Region annotation entries
########################################
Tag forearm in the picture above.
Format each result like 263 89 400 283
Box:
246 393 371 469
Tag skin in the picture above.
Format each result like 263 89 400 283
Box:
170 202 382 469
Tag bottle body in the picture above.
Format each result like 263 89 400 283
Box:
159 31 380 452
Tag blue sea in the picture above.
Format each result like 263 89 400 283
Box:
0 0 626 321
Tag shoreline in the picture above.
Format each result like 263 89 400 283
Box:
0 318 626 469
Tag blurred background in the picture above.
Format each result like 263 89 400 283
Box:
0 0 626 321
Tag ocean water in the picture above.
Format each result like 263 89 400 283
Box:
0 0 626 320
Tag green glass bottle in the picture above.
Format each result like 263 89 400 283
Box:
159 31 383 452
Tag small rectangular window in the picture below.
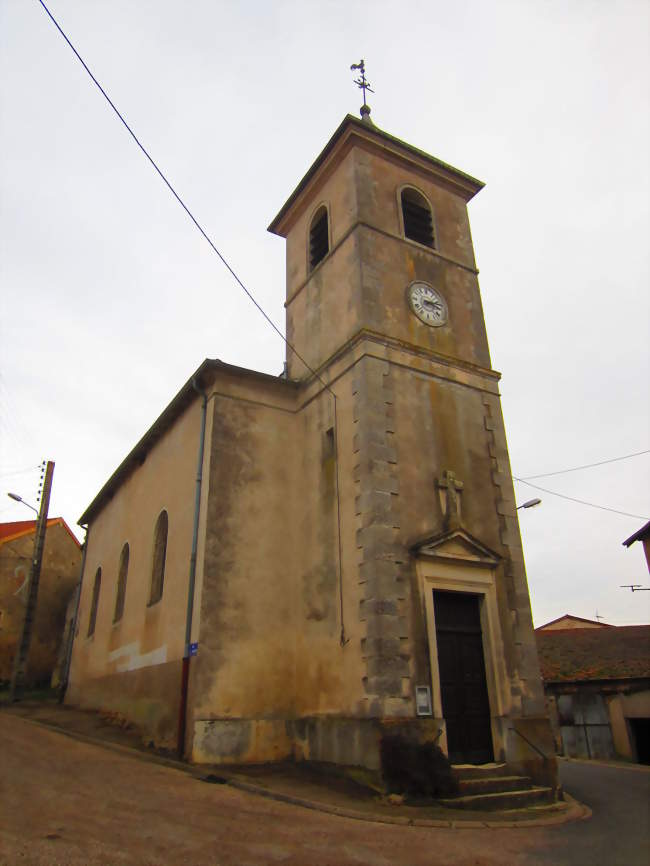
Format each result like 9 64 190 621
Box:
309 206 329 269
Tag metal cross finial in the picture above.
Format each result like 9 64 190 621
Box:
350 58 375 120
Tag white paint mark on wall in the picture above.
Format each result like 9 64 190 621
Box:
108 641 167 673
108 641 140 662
########################################
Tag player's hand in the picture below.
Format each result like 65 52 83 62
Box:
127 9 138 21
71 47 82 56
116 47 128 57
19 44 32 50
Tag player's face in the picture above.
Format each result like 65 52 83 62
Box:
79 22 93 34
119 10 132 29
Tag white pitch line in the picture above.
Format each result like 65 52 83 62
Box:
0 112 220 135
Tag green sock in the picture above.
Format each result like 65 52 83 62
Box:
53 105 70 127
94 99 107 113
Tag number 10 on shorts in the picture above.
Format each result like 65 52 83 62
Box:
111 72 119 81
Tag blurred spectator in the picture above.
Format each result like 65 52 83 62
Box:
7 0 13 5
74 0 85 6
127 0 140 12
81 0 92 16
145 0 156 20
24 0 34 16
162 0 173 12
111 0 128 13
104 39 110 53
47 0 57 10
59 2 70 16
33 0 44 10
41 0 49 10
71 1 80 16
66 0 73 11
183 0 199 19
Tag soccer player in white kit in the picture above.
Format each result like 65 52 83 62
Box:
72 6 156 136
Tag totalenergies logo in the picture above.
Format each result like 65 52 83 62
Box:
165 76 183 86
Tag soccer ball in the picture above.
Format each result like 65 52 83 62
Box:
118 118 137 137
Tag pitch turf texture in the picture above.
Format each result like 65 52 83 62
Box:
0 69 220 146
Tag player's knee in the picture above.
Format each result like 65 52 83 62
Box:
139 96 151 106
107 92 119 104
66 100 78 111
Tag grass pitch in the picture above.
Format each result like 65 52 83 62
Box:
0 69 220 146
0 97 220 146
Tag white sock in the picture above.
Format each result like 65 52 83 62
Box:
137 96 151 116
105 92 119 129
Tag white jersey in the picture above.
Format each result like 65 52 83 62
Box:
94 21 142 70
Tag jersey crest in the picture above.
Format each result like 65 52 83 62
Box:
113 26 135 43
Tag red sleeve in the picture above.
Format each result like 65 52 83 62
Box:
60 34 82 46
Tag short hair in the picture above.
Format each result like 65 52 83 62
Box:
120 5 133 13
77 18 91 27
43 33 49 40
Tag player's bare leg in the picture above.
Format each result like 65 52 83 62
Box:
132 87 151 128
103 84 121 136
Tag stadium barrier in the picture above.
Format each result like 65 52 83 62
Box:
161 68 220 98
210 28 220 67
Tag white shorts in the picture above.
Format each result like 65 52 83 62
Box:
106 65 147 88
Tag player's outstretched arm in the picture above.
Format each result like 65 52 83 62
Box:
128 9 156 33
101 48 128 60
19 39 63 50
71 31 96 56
########################################
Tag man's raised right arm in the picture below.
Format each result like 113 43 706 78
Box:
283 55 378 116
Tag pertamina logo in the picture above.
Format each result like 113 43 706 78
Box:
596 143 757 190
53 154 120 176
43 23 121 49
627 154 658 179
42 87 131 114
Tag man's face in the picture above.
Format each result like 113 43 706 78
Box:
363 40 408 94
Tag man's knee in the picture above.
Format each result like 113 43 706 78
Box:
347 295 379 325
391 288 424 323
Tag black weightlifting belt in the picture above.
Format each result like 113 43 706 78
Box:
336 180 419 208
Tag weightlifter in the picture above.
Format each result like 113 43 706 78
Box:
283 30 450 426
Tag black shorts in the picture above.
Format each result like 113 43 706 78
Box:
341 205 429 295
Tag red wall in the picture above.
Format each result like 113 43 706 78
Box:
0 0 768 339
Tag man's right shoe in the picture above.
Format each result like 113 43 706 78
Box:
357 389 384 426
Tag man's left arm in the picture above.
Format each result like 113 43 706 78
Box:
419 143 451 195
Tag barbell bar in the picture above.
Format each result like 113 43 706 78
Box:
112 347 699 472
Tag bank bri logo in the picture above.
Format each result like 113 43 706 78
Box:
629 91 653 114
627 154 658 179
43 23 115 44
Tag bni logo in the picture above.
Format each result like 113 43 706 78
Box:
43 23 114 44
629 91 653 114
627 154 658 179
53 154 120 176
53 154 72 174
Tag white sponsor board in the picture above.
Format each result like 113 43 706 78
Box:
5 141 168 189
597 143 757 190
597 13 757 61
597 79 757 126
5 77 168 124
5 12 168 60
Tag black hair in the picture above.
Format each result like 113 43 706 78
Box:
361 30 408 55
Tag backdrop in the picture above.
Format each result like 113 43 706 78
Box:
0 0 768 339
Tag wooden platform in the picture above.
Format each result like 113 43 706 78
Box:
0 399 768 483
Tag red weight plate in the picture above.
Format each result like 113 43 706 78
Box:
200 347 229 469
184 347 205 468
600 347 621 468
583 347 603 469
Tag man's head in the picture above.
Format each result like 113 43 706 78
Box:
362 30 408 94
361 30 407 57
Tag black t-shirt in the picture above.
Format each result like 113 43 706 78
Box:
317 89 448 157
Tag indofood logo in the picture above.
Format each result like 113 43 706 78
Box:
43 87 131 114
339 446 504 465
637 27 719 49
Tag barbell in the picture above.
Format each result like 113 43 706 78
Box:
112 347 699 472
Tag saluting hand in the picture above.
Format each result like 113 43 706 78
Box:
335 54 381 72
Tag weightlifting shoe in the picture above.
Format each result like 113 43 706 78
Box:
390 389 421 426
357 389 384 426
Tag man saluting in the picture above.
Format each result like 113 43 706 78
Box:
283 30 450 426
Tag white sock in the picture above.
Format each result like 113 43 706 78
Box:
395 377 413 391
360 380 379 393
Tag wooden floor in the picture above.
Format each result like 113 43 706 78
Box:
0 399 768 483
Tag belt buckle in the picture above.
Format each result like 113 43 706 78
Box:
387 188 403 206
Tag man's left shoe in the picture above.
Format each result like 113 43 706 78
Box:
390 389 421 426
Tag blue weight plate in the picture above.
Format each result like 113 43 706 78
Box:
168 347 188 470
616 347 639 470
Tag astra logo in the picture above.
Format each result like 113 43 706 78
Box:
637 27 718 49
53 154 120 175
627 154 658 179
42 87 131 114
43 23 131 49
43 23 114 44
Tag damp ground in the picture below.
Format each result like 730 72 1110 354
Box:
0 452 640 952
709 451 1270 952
########################################
> _Request_: Find every line in the entries that contains the word "below" and copy each one out in full. Match case exactly.

> _Answer in full_:
Tag small rectangular window in the picture below.
Tag player's hand in the picture below.
Tag man's raised right arm in the picture below.
Tag damp ground in the picture below.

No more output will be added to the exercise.